- _Goal_
Copy out every entry below, swapping "annotate" for "mark" wherever it appears and leaving everything else as it is.

====

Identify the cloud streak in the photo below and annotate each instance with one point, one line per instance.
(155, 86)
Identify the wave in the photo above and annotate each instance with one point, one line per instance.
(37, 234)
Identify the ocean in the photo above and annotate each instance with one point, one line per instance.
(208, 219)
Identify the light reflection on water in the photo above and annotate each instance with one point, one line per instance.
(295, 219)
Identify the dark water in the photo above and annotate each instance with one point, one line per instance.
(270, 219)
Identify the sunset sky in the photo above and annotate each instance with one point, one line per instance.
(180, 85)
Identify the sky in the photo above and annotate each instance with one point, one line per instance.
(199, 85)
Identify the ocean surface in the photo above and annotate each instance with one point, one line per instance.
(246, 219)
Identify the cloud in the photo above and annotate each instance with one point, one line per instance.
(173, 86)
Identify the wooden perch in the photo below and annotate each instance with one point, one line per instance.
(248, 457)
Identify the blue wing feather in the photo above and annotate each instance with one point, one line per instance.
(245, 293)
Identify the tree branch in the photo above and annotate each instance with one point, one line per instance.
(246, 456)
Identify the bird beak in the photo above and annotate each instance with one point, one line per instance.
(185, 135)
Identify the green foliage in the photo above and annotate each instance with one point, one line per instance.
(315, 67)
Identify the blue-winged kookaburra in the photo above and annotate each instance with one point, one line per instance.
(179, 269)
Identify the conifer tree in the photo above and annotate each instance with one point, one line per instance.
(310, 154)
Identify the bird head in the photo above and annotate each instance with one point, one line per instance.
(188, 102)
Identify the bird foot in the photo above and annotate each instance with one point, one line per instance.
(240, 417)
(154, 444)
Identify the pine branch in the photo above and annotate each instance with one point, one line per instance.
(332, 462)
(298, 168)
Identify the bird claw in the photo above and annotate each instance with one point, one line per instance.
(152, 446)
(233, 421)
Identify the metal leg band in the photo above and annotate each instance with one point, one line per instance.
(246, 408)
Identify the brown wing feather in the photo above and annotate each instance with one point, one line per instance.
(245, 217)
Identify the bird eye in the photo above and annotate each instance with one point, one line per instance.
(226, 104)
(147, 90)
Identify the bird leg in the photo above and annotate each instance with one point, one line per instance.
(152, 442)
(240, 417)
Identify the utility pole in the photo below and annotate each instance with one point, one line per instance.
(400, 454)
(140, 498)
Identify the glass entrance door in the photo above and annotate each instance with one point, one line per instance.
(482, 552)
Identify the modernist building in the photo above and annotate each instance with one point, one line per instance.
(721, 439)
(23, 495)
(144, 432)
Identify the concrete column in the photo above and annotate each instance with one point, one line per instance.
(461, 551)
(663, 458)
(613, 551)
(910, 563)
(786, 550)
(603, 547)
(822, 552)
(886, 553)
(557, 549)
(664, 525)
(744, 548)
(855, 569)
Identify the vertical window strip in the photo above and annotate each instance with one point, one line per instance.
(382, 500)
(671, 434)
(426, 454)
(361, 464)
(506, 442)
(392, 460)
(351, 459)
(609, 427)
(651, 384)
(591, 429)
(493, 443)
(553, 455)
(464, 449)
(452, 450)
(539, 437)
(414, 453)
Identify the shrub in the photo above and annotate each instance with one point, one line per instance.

====

- _Answer for this exercise_
Identify the cloud streak in the photo below and mark each instance with one point, one line per instance.
(155, 86)
Identify the wave in the photo above and mark each instance with one point, one line per instance.
(37, 234)
Identify the ocean in the photo above and mark each instance with one point, one line per instance.
(208, 219)
Identify the light reflection on water in the photo above and mark each instance with one point, one line per instance.
(295, 219)
Identify the dark water in the photo above and mark each instance with one point, one line per instance.
(270, 219)
Identify the sunset sky in the photo above and mark each instance with one point, one line per instance.
(180, 85)
Identify the sky in the photo above and mark each instance with one point, one line per instance.
(199, 85)
Identify the ocean surface in the photo above and mark each instance with one point, one line per instance.
(246, 219)
Identify the cloud in the photo above and mark each instance with one point, one line per instance.
(173, 86)
Identify the wooden perch in the photo below and mark each instance with one point, one line per instance.
(248, 457)
Identify the blue wing feather in the photo above and mark each instance with one point, one line per instance.
(245, 293)
Identify the tree branch in the photo above and mark each instance with one point, one line per instance.
(246, 456)
Identify the bird beak in the photo above and mark each instance with one point, one line per instance.
(185, 135)
Identify the green foliage in the photo above and mark each instance with one point, one line per instance.
(315, 67)
Identify the blue-winged kookaburra in the photo above and mark each instance with one point, one line per instance.
(179, 269)
Identify the conifer tree in the photo above and mark each instance with one point, one line per instance.
(310, 154)
Identify the bird head in the photo above and mark each instance with one point, one line per instance.
(188, 102)
Identify the bird foot in the photo above and mark each instance with one point, one line per instance.
(240, 417)
(154, 444)
Identify the pine branch in the photo above and mark each instance with one point, one line per instance.
(332, 462)
(298, 168)
Identify the bird claw in the photo above and mark each instance with one point, one line per instance.
(152, 446)
(233, 421)
Identify the metal leg band in the photo above and mark each instance with one point, one line per instance.
(246, 408)
Identify the brown wing feather in the photo above and mark each instance with one point, one line per instance.
(245, 217)
Identify the bird eye in the photo above and mark each instance with one point, one line per instance.
(226, 104)
(147, 90)
Identify the bird leg in the photo above and mark each instance with one point, one line per instance.
(152, 442)
(240, 417)
Identify the utility pole in the photo below and mark each instance with one point, one line per instance.
(400, 454)
(140, 498)
Identify the glass entrance door in the photo above and mark each instance with one point, one line per instance.
(482, 552)
Identify the modernist building in the photo above and mark each instance with one point, one line per instance.
(721, 439)
(23, 495)
(144, 432)
Identify the concrete column in the photo above and mark each instance with one point, one line per instance.
(461, 551)
(663, 458)
(613, 551)
(910, 563)
(786, 550)
(603, 547)
(822, 552)
(886, 553)
(557, 549)
(664, 525)
(744, 548)
(855, 569)
Identify the vertical window strip in the photo above and mark each instance with one point, one line per instance.
(382, 500)
(671, 434)
(426, 454)
(361, 464)
(506, 442)
(392, 460)
(351, 459)
(609, 427)
(651, 384)
(591, 429)
(493, 443)
(553, 455)
(464, 449)
(452, 450)
(539, 437)
(414, 453)
Identify the shrub in the photo above and mark each instance with one point, one line per instance.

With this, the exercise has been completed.